> **RECORDED DATA**
* * * * *
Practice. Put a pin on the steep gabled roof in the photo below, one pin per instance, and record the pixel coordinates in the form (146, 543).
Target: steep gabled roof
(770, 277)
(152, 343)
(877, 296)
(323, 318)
* * * * *
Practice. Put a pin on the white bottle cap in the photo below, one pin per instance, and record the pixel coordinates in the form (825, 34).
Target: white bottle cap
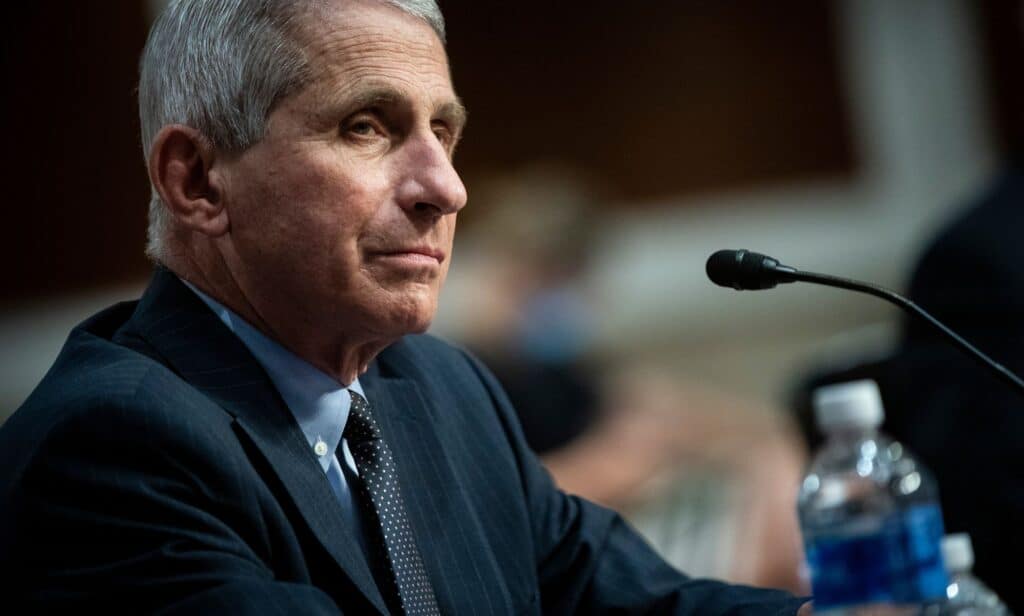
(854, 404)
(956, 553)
* * * * *
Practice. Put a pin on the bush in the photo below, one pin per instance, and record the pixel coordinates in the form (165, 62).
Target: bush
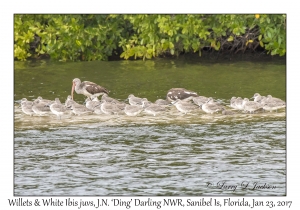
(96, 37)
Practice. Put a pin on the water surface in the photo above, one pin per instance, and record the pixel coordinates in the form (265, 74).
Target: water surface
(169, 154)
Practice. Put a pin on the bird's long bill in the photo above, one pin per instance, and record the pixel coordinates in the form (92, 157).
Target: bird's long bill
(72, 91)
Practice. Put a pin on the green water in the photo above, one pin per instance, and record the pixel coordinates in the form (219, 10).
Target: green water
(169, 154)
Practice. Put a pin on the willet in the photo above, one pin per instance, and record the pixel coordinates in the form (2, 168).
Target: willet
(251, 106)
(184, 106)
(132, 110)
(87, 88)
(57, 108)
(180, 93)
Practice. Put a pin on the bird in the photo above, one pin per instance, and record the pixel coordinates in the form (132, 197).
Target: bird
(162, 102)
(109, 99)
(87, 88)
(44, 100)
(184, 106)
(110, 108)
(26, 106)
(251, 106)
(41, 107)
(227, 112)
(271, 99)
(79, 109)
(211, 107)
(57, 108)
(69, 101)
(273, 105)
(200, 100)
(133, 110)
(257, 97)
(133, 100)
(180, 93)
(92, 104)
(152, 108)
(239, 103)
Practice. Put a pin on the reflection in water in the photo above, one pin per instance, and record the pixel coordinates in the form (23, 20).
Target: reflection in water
* * * * *
> **WHAT YOU WILL DO**
Please output the part of the records above that opens with the line containing "Practice. Put a pin on the green" and closes with the line containing "Target: reflection in water" as a JSON list of strings, one string per line, leaving out blank lines.

> **ANSWER FOR THIS EXERCISE**
[
  "Practice. Put a pin on the green water in the photo above, one pin per instance, and record the pixel coordinates in the form (219, 10).",
  "Target: green water",
  "(169, 154)",
  "Practice. Put a pin on the willet in the photo above, one pin per instance, and record the pixel coordinates in the form (2, 168).",
  "Target: willet",
  "(251, 106)",
  "(184, 106)",
  "(132, 110)",
  "(87, 88)",
  "(57, 108)",
  "(180, 93)",
  "Practice. Put a pin on the bird in the photo above, one pin per instance, and record the pixel coordinates in the form (132, 197).",
  "Target: bird",
  "(162, 102)",
  "(109, 99)",
  "(87, 88)",
  "(44, 100)",
  "(184, 106)",
  "(110, 108)",
  "(26, 106)",
  "(251, 106)",
  "(41, 107)",
  "(227, 112)",
  "(271, 99)",
  "(79, 109)",
  "(211, 107)",
  "(57, 108)",
  "(69, 101)",
  "(273, 105)",
  "(200, 100)",
  "(133, 110)",
  "(257, 97)",
  "(133, 100)",
  "(180, 93)",
  "(92, 104)",
  "(152, 108)",
  "(239, 103)",
  "Practice. Put a pin on the reflection in water in the photo above, one pin per instance, and record the pixel coordinates in the form (23, 20).",
  "Target: reflection in water"
]